§ **YOUR GOAL**: Print the listing below word for word, from start to finish, and leave out the pictures.
————————
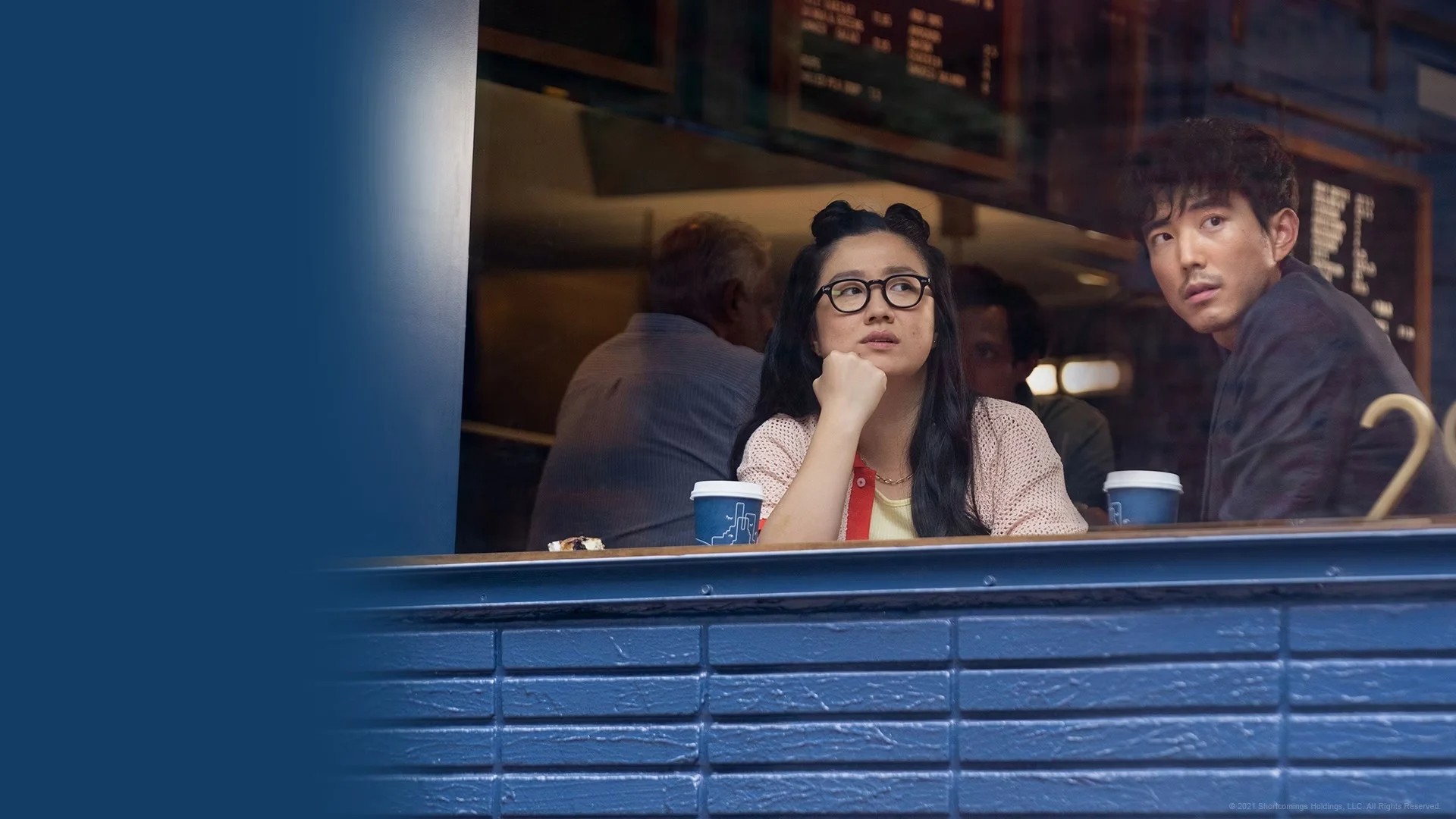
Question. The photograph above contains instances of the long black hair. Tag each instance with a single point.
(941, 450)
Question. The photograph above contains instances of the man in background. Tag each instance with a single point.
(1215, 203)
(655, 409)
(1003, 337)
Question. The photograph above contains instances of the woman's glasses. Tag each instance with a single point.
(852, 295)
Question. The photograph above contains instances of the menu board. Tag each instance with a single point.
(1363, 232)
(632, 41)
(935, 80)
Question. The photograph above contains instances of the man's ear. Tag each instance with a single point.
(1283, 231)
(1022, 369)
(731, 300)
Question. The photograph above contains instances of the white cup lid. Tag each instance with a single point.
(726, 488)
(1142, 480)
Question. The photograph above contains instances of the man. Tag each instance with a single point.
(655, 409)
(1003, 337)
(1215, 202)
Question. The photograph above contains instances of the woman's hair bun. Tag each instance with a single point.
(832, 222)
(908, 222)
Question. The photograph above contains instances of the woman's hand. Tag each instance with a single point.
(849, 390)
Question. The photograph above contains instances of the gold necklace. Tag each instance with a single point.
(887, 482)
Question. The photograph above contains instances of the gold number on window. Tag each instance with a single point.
————————
§ **WRITTEN SOLUTION**:
Question. The photograph above contains instances of the long black hair. Tag each instance with a single point.
(941, 450)
Question. The photograph above contains instances of the man in background. Tag each instance with a single point.
(1215, 203)
(655, 409)
(1003, 337)
Question. The photograph above contains instances of the woman's glasses. Tag each instance with a single point.
(852, 295)
Question. The photograph above contains instances of the menu board. Tag each instance with a single point.
(1363, 232)
(632, 41)
(935, 80)
Question. The photograph above contains instances of the man's ear. Tag each instance with a single point.
(1283, 231)
(1022, 369)
(731, 300)
Question. The photograph above contains instances of the white cup lid. Tag each instance with a single point.
(726, 488)
(1142, 480)
Question. The photograph above contains instances of the man. Tag each instance with a single point.
(655, 409)
(1003, 337)
(1215, 202)
Question. The photograph above contains instances of the woman's hair bun. Tag each instance with a single point.
(832, 222)
(908, 222)
Question. The photograph above contains instances of the woman's hand. Tag each instance with a single point.
(849, 390)
Question. The photograph above contains instances of the gold necklace. Tag each instance with a single point.
(887, 482)
Question. The photograph above contains instances of the gold number on window. Tag each instance with a single point.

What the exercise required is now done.